**Required task A:**
Write out, word for word, everything in the passage on layers of civic life from "- Wait to ask" down to "feel and tone.".

**Page excerpt:**

Even when seeking sources beyond the “official” and “private” layers, journalists tend to tap into the “quasi-official” layer. But leaders in this layer (and even many citizens) often do not accurately reflect the voices and perspectives within a community. Increasingly, “quasi-official” groups are facing the same complaints of being as disconnected from citizens as are “official” institutions.
View Grid: Layers of Civic Life
Insight 2
Each layer of civic life works in its own way.
When entering various layers journalists will see:
1. People are attracted to different layers.
Some people feel very comfortable in a “third place” and yet seldom enter a “quasi-official” or “official” space. Journalists must not assume that by dropping into certain civic layers they are capturing the full dimensions of civic life.
2. The purpose and nature of civic conversations differ from layer to layer.
Conversations in “official” settings tend to be framed narrowly, focusing on technical policy or regulatory questions. Often they are polarized by the most strident voices. In “third places,” journalists will find conversations that move in be- tween gossip, community concerns and people bouncing their ideas and thoughts off one another.
3. “Unspoken rules” shape civic spaces.
Journalists need to judge carefully how particular civic spaces and conversations work before plunging in, asking questions and taking notes. To the right are some examples of unspoken rules and the challenges they present.
What it means to enter civic spaces:
- Figure out the pace of questions so as not to change the nature of a civic space.
- Figure out the natural conversation of the civic space. Only when there is a sense that enough trust has been established should journalists attempt to expand the conversation.
- Listen for how people talk in the space. For instance, the interactions within a space may be driven by a variety of factors, such as emotions, language, jokes, storytelling.
- Wait to ask questions and take notes until you, as a journalist, first build a relationship with people in a civic space.
Examples of unspoken rules:
- Each civic conversation will have its own pace.
- Some topics may be off limits; others will dominate.
- Each space will have a different feel and tone.
- People within many civic spaces may not feel comfortable talking with a journalist.
Insight 3
The health of different civic layers varies in a community.
Some layers of civic life are healthy and robust while others are in decline, squeezed out by community development patterns, the increased pace of life, social fears and isolation. Here are a couple of points to keep in mind when seeking to understand the health of civic layers:
1. There can be weaknesses within a layer.
For instance, even though civic spaces may be identified in the third layer, the actual number may be few, offering journalists limited ways to tap into the civic life of an area or topic.
2. There can be gaps in between layers.
The connections between different civic layers are important because, in a healthy civic life, information and insights travel from one layer to another, which is how a community informs itself and makes decisions. In a less healthy civic life, the lack of connections between layers will make it more difficult for journalists to follow how a public concern develops, how people speak about and relate to the concern, and how journalists can provide coverage that draws on people’s sense of context.

**Provided records:**
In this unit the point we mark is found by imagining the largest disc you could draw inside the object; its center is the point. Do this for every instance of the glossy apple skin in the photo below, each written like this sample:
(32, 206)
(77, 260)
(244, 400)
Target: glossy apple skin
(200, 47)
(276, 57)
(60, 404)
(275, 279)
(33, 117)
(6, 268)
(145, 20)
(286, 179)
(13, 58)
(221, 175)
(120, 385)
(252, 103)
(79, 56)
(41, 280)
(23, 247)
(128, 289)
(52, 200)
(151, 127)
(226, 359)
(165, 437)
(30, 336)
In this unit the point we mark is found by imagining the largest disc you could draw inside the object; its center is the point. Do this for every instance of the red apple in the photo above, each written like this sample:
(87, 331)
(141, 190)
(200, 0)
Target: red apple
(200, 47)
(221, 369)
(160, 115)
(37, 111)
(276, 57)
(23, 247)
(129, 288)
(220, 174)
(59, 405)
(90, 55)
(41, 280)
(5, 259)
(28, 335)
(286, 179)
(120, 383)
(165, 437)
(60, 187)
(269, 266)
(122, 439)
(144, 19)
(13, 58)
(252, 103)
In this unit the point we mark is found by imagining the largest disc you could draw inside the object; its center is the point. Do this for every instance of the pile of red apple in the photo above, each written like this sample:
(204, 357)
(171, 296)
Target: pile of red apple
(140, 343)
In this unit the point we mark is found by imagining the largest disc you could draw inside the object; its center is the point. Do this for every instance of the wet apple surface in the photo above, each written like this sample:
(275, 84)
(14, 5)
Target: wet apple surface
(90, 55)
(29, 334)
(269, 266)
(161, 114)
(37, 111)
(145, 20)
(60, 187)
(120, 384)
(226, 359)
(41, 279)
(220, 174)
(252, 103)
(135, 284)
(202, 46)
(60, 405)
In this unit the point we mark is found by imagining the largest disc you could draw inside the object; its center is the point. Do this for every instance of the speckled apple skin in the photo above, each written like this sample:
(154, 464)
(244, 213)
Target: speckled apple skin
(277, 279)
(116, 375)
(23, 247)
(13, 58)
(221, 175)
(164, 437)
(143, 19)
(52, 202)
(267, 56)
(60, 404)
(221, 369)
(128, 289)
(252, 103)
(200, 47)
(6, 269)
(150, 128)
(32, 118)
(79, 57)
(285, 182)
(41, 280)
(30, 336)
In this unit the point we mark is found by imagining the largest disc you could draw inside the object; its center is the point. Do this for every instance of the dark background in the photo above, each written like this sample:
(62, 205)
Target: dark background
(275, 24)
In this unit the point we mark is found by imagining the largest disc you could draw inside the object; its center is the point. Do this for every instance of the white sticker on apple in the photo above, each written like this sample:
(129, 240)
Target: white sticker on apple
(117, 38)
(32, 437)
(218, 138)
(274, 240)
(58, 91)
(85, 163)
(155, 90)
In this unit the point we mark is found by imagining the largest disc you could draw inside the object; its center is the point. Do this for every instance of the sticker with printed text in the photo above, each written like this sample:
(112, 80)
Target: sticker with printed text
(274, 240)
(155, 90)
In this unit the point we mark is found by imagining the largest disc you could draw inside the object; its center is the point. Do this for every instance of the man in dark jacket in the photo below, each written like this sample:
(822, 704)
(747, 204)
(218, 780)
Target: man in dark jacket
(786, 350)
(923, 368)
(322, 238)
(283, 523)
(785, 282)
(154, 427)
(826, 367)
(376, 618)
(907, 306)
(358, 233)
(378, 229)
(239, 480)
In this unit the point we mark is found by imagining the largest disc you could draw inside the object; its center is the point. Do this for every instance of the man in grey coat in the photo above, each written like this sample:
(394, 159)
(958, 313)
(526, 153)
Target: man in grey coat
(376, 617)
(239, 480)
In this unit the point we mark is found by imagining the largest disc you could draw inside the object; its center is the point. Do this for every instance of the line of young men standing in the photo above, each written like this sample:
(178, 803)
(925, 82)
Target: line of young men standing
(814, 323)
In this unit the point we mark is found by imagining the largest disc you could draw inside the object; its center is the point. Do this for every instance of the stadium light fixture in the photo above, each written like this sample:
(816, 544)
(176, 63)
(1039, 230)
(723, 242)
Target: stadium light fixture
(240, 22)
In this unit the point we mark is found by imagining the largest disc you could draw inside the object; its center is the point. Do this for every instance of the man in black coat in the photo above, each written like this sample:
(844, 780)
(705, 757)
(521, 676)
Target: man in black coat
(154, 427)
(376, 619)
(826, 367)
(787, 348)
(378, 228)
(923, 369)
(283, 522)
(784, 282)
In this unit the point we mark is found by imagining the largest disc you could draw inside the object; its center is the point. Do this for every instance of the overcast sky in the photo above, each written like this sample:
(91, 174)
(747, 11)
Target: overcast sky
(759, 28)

**Required task B:**
Repeat verbatim everything from the line of the entries that contains "of the overcast" down to the final line of the entries.

**Expected answer A:**
- Wait to ask questions and take notes until you, as a journalist, first build a relationship with people in a civic space.
Examples of unspoken rules:
- Each civic conversation will have its own pace.
- Some topics may be off limits; others will dominate.
- Each space will have a different feel and tone.

**Expected answer B:**
In this unit the point we mark is found by imagining the largest disc you could draw inside the object; its center is the point. Do this for every instance of the overcast sky in the photo above, each written like this sample:
(91, 174)
(747, 11)
Target: overcast sky
(759, 28)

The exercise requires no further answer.